### Data to process
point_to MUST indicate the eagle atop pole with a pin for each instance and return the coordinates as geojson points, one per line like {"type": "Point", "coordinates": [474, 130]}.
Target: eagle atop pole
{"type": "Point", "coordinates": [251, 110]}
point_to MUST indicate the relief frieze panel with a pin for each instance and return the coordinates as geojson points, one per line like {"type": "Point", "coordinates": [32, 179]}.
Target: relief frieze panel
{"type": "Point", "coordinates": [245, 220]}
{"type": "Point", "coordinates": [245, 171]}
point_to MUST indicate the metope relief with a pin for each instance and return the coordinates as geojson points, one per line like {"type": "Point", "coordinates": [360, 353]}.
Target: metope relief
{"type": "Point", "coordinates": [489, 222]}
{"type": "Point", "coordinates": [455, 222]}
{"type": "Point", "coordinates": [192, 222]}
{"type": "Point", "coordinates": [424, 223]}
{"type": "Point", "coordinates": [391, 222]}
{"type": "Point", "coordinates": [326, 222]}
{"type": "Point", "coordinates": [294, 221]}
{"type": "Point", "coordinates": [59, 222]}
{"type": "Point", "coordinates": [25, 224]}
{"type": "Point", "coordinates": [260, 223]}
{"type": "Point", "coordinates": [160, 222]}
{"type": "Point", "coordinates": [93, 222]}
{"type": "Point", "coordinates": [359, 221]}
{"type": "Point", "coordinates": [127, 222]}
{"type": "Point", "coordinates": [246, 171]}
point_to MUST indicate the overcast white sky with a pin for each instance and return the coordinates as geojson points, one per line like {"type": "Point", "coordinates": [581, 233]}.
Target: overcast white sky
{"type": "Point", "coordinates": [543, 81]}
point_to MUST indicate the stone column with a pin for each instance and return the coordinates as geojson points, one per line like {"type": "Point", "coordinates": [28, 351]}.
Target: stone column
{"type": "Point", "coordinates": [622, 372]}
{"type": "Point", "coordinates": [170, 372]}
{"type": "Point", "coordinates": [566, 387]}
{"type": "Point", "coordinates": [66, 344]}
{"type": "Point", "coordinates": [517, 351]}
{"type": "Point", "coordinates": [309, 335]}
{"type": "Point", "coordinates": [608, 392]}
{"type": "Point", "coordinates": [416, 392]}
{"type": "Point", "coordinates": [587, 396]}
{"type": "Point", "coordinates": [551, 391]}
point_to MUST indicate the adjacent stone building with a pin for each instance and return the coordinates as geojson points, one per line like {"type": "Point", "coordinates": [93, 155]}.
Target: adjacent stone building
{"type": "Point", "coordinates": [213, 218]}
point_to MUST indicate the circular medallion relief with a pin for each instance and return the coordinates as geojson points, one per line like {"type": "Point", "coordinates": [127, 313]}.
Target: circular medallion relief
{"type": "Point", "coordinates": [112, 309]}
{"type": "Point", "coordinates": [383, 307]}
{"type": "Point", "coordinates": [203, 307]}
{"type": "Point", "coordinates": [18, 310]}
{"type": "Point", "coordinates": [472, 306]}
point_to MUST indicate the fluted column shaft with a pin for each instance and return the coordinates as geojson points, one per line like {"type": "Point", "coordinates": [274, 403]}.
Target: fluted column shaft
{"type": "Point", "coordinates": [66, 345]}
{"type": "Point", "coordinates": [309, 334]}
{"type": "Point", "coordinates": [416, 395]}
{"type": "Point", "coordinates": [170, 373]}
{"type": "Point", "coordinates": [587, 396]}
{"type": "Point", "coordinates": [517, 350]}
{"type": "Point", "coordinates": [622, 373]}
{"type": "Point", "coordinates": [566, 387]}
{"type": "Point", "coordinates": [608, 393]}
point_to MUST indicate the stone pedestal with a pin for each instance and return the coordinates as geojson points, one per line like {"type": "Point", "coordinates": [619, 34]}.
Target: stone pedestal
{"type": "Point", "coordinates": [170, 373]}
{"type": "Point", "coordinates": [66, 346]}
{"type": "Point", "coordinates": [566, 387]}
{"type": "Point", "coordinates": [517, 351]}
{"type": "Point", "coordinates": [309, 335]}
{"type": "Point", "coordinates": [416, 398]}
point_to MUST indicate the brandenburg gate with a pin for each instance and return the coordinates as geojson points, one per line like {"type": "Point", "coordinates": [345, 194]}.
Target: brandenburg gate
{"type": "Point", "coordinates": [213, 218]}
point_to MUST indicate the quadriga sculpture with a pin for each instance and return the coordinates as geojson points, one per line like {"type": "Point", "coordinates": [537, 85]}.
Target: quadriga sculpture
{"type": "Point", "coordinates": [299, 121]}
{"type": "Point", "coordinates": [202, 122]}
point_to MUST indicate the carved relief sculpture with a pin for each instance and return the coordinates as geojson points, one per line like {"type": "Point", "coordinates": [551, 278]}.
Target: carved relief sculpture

### Required work
Copy exactly the lines above, from the one containing "point_to MUST indicate the stone pedestal" through the very last line.

### Response for this exercise
point_to MUST indicate the stone pedestal with a pin for each instance and return the coordinates as geojson points, one per line like {"type": "Point", "coordinates": [619, 34]}.
Target: stone pedestal
{"type": "Point", "coordinates": [170, 373]}
{"type": "Point", "coordinates": [66, 346]}
{"type": "Point", "coordinates": [566, 387]}
{"type": "Point", "coordinates": [517, 351]}
{"type": "Point", "coordinates": [309, 335]}
{"type": "Point", "coordinates": [416, 398]}
point_to MUST indicate the brandenburg gate with a pin for each instance and return the coordinates as geojson points, one per line like {"type": "Point", "coordinates": [345, 194]}.
Target: brandenburg gate
{"type": "Point", "coordinates": [213, 218]}
point_to MUST indicate the quadriga sculpture with a pin for each instance and return the coordinates as geojson points, one per line like {"type": "Point", "coordinates": [537, 85]}.
Target: quadriga sculpture
{"type": "Point", "coordinates": [299, 121]}
{"type": "Point", "coordinates": [202, 122]}
point_to MUST indicate the carved relief sculpture with a pin for each instance and return the coordinates as geojson points, one per line like {"type": "Point", "coordinates": [551, 278]}.
Target: carved relief sculpture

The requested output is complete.